** BEGIN **

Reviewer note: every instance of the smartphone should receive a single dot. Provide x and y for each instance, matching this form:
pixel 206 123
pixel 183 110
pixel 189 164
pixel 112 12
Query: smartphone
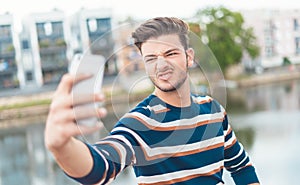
pixel 87 64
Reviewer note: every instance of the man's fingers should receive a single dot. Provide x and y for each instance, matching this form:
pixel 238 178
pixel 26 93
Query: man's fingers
pixel 68 80
pixel 79 99
pixel 87 111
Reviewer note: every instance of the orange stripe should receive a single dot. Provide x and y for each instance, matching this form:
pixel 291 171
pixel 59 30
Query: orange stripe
pixel 229 131
pixel 179 154
pixel 171 128
pixel 234 141
pixel 203 101
pixel 161 111
pixel 173 181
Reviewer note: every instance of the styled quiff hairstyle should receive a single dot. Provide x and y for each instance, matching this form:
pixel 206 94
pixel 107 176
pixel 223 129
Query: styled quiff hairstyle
pixel 159 26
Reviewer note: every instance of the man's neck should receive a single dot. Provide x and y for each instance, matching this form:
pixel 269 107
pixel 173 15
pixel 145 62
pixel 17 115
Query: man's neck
pixel 177 98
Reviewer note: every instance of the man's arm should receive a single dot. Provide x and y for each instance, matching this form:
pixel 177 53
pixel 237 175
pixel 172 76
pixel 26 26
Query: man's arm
pixel 237 161
pixel 72 155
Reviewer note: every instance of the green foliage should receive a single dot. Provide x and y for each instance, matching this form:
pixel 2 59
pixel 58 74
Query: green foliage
pixel 226 35
pixel 286 61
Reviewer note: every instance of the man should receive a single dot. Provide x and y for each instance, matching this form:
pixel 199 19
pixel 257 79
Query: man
pixel 171 137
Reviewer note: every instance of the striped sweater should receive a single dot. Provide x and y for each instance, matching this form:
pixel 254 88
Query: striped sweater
pixel 171 145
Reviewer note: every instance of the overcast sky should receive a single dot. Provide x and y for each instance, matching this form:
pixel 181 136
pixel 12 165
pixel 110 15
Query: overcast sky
pixel 138 8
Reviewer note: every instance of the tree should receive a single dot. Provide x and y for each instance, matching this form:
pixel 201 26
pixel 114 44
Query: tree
pixel 225 34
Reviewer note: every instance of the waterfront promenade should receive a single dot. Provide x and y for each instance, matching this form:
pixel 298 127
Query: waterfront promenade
pixel 30 105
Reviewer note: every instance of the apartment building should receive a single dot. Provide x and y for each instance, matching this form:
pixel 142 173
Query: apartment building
pixel 278 35
pixel 92 32
pixel 46 36
pixel 10 71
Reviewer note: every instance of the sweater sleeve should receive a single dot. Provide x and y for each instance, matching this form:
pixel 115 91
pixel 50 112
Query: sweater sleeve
pixel 110 156
pixel 236 159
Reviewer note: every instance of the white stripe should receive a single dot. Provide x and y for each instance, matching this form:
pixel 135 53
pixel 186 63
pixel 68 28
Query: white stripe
pixel 106 165
pixel 125 140
pixel 121 149
pixel 181 122
pixel 226 132
pixel 234 166
pixel 171 149
pixel 179 174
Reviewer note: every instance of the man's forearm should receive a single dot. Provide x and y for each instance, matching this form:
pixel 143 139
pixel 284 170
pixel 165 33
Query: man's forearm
pixel 74 158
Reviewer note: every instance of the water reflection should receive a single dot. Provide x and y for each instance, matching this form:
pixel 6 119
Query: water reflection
pixel 266 120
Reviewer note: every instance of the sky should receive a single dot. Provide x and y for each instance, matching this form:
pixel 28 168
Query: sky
pixel 139 9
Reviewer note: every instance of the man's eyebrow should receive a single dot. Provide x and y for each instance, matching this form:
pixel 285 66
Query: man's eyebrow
pixel 166 52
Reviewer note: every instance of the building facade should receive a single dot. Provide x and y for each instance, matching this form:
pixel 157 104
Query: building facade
pixel 46 37
pixel 10 70
pixel 278 35
pixel 92 32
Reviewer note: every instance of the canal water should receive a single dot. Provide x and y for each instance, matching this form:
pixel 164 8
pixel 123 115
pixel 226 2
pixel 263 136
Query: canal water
pixel 266 120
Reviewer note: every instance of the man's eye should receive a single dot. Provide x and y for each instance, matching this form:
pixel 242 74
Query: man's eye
pixel 172 54
pixel 150 59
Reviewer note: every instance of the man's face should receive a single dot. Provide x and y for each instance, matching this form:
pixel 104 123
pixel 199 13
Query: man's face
pixel 166 62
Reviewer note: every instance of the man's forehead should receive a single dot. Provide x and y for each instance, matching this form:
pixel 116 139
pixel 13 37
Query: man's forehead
pixel 161 44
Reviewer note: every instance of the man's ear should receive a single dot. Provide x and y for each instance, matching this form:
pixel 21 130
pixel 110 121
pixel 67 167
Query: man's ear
pixel 190 56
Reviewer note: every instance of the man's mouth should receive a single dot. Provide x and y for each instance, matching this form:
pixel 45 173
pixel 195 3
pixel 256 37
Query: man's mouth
pixel 166 75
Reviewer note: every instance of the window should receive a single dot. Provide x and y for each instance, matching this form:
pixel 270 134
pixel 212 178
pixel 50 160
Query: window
pixel 296 25
pixel 297 44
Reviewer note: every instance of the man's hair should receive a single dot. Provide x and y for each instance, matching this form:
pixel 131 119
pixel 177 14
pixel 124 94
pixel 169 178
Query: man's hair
pixel 159 26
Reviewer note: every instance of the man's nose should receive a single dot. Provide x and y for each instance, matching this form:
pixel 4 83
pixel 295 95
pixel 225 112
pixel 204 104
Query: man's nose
pixel 161 63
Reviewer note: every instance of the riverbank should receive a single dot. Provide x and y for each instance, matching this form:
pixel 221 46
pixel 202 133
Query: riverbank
pixel 32 108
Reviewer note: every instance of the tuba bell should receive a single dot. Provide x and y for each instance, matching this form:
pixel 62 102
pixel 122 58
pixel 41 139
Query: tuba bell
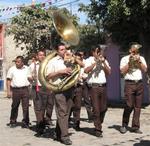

** END **

- The exercise: How many lines of the material above contain the string "striped"? Case matters, and the reply should be the number alone.

- Result: 2